***** Texte affiché *****

Un (seul) texte dans la tonalité de la défaite…
Ce texte, transmis par Jean-Marc Monard pour l’ouvrage « Une jeunesse engagéé », faisait l’objet d’une circulaire tirée sur un duplicateur à stencil dont le papier a jauni et l’impression est de très mauvaise qualité. Nous avons choisi d’en reproduire l’en-tête, mais aussi de le recopier dans sa totalité. Nous n’avons pas retrouvé d’autres documents dans la même « tonalité ». Il est certainement à comparer avec ceux de Pierre Déjean, émis également de Paris.
Frères Éclaireurs,
Nous sommes vaincus.
La chasse au bouc émissaire, les vaines récriminations et les regrets stériles vont commencer. Et pourtant, nous avons une tâche plus urgente et plus belle à entreprendre : rassembler toutes nos énergies pour sauver tout ce qu’il sera possible de notre pays et de notre idéal.
Pour cela, il nous faut tout d’abord que chaque Français fasse son examen de conscience impitoyable et reconnaisse ses erreurs personnelles afin de n’y pas retomber. Punir les incapables ou les traîtres, s’il y en a, ce peut être un jour une justice nécessaire, mais ce n’est pas l’essentiel. Tous nous sommes coupables ; tous, nous portons une part de responsabilité de notre défaite ; ne pas le reconnaître et n’accuser qu’autrui serait la plus grande des faiblesses morales, ce serait avoir un cœur d’esclave.

*****

*Consigne*:
Recopiez la circulaire en commençant par « La chasse au » et en poursuivant jusqu'à « de notre idéal. », puis remplacez « énergies » par « forces ».

***** Entrées de données *****

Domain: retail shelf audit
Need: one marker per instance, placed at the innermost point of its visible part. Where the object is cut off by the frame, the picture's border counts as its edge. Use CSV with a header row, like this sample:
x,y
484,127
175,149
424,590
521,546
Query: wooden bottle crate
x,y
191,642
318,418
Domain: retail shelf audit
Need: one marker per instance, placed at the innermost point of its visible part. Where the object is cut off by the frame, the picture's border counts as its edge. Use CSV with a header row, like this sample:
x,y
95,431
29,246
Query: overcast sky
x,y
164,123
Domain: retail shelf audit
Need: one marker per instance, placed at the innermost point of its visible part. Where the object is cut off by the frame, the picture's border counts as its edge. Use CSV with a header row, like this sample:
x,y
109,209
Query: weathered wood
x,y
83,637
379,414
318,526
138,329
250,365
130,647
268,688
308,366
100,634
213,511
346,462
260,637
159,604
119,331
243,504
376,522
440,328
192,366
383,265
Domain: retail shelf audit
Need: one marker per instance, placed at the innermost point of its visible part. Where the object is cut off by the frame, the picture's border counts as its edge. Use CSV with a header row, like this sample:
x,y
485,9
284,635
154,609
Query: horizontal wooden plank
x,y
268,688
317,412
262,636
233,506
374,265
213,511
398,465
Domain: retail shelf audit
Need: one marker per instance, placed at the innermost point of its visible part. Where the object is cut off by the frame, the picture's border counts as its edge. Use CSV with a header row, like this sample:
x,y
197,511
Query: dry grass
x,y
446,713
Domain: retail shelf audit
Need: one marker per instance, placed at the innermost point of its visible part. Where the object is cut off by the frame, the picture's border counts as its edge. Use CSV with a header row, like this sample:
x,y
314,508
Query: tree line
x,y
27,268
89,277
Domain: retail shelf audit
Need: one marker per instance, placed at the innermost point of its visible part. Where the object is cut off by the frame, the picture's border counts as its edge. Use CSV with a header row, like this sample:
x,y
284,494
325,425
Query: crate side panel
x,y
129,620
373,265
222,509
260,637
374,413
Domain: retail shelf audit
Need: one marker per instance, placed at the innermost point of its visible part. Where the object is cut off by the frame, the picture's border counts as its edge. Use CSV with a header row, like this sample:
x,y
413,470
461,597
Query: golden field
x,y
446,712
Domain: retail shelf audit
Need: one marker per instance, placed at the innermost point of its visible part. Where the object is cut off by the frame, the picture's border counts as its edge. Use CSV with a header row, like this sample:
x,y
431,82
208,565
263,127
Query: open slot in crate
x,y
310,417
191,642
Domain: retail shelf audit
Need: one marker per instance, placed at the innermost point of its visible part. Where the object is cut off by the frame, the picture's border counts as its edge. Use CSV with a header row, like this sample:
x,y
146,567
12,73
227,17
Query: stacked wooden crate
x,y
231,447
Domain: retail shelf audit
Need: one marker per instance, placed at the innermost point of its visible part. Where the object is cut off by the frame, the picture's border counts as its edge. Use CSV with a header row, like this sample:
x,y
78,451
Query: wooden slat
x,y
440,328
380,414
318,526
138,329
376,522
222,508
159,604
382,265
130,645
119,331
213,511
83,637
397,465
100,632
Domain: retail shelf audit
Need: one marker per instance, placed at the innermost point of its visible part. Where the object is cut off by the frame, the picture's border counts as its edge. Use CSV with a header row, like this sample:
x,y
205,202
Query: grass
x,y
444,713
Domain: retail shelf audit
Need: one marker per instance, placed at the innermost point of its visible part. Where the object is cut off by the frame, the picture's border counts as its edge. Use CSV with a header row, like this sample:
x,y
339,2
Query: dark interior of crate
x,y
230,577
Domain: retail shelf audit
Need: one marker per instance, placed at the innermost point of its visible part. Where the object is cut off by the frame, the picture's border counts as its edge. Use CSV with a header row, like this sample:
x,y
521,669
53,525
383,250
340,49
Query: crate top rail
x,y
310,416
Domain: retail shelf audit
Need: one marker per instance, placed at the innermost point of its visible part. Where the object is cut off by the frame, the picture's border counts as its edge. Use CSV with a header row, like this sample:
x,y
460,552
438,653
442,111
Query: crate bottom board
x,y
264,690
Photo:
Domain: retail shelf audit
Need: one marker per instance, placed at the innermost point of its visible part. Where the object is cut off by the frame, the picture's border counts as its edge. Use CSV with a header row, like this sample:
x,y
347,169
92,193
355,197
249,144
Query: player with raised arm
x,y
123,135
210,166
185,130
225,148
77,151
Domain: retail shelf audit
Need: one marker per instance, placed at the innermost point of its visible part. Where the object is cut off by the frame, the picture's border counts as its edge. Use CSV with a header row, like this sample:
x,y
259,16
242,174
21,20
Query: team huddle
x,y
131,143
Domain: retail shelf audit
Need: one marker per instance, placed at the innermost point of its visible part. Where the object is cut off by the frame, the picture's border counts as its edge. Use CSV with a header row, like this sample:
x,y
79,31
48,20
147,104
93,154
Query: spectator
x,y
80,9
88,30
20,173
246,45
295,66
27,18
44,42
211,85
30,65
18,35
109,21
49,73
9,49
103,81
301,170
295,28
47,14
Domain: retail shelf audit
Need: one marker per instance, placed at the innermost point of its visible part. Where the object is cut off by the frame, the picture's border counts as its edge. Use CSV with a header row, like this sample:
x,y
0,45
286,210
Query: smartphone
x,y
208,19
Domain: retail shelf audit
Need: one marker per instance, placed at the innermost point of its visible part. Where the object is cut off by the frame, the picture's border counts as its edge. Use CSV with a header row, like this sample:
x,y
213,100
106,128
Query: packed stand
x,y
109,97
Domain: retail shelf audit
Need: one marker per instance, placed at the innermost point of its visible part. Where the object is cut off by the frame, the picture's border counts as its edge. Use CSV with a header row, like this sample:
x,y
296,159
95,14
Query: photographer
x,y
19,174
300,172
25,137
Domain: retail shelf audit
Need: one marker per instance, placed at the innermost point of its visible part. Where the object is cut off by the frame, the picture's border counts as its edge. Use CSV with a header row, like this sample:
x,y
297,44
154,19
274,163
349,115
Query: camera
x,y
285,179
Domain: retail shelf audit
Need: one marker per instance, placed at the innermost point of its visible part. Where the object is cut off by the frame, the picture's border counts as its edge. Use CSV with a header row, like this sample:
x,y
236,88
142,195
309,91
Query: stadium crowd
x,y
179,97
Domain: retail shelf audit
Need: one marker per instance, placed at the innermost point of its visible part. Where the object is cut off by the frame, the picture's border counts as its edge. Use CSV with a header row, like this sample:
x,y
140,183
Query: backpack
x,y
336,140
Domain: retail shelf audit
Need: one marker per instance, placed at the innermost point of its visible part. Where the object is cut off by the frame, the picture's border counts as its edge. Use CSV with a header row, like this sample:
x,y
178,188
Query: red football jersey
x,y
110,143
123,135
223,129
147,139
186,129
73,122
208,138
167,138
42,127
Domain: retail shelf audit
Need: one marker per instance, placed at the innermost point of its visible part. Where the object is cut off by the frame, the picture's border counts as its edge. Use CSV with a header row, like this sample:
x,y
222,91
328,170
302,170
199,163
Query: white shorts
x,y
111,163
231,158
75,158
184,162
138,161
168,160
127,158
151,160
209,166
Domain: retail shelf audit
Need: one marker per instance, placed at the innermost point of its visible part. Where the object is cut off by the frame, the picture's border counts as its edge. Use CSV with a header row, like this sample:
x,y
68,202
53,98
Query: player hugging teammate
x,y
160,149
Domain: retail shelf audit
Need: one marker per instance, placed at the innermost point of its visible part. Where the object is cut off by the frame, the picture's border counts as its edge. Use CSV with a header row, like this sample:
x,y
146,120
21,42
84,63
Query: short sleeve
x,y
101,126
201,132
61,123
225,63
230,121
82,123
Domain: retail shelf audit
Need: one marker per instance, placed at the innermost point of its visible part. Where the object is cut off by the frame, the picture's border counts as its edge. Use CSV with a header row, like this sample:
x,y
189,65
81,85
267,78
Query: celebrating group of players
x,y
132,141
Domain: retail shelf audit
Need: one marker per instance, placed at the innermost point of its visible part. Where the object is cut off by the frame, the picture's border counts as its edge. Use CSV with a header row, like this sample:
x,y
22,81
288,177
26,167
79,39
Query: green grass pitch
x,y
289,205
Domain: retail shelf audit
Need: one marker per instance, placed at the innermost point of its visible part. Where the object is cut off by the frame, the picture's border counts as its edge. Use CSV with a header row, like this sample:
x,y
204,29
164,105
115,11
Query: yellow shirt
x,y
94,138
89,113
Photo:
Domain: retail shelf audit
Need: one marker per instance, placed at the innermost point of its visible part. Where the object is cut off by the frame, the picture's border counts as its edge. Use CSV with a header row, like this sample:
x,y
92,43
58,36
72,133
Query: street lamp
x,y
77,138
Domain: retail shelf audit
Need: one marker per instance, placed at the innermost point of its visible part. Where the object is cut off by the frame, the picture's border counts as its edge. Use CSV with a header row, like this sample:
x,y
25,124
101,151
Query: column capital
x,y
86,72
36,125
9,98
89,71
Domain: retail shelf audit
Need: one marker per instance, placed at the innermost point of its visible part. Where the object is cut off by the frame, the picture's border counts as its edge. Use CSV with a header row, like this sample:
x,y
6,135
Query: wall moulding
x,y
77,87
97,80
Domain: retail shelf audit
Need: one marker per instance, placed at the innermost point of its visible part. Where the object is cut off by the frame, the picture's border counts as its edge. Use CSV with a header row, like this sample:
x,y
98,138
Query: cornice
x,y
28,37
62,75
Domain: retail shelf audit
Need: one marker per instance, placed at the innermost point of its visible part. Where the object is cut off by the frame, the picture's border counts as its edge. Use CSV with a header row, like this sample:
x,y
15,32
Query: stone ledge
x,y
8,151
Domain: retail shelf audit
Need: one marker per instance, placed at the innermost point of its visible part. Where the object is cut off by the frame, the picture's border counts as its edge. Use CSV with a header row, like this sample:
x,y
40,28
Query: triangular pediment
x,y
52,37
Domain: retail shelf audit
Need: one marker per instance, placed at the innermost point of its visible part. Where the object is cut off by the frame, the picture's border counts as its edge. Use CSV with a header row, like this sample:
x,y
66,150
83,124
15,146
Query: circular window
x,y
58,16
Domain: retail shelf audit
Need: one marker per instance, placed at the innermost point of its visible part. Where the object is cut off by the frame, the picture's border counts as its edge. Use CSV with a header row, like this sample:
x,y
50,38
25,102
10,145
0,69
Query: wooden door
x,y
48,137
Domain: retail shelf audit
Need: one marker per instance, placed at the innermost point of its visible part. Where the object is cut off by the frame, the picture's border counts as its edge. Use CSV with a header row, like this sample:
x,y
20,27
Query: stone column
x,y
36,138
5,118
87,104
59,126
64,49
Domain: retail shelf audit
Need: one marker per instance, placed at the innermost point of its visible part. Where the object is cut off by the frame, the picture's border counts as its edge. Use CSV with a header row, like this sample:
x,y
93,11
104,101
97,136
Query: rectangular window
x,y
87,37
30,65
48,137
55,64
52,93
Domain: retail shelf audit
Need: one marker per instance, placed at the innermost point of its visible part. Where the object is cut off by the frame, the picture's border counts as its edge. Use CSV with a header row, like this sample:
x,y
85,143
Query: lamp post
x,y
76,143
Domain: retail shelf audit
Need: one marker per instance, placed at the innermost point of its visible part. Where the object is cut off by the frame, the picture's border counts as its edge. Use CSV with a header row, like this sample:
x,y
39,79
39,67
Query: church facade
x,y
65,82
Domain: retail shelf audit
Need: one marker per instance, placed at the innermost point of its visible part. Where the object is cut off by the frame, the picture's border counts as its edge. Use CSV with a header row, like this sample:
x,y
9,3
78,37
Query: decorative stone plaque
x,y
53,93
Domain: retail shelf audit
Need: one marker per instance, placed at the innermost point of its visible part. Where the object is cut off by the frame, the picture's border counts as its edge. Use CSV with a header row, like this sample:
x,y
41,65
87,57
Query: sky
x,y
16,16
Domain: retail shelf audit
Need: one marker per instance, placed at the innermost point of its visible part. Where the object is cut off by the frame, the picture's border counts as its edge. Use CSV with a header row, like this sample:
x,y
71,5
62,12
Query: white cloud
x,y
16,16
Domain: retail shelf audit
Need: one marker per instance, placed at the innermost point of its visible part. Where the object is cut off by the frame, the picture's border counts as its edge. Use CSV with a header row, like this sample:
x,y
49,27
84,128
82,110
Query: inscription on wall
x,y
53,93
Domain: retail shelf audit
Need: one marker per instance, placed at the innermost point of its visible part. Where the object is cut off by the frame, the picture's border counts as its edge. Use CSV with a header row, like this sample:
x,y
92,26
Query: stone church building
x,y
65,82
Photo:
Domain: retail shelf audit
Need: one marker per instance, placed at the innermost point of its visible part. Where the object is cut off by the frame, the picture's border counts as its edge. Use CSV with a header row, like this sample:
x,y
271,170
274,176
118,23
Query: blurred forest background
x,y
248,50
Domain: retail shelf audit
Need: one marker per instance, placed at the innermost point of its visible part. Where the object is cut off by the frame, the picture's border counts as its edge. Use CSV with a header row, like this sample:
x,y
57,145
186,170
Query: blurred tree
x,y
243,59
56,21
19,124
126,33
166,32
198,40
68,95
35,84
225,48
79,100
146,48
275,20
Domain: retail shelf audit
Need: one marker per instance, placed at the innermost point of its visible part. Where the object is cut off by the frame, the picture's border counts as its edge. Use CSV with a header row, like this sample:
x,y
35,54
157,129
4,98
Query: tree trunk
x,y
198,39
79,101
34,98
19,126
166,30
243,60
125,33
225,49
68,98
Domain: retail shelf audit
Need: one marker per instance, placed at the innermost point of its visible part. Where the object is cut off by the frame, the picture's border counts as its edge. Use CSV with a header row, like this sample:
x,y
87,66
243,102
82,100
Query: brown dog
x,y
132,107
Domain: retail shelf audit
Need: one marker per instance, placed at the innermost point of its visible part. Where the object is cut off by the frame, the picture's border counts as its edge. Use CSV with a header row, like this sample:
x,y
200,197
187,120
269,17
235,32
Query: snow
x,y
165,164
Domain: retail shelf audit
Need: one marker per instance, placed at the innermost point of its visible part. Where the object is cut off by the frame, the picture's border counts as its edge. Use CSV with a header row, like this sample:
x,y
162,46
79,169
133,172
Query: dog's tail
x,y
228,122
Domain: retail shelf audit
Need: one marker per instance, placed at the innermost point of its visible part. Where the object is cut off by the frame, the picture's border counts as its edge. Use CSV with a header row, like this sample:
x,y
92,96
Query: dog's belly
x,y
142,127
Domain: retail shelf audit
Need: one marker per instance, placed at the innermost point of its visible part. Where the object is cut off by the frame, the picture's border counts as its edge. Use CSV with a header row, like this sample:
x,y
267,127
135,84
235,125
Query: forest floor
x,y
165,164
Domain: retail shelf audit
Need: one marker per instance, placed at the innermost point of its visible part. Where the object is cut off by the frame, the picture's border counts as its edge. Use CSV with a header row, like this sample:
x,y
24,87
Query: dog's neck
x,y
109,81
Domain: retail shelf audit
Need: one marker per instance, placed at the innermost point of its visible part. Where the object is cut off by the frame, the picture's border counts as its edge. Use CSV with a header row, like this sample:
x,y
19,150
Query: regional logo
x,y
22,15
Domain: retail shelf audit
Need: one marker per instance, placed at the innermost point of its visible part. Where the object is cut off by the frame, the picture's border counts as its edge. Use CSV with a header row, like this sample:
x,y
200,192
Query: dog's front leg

*****

*Réponse*:
La chasse au bouc émissaire, les vaines récriminations et les regrets stériles vont commencer. Et pourtant, nous avons une tâche plus urgente et plus belle à entreprendre : rassembler toutes nos forces pour sauver tout ce qu’il sera possible de notre pays et de notre idéal.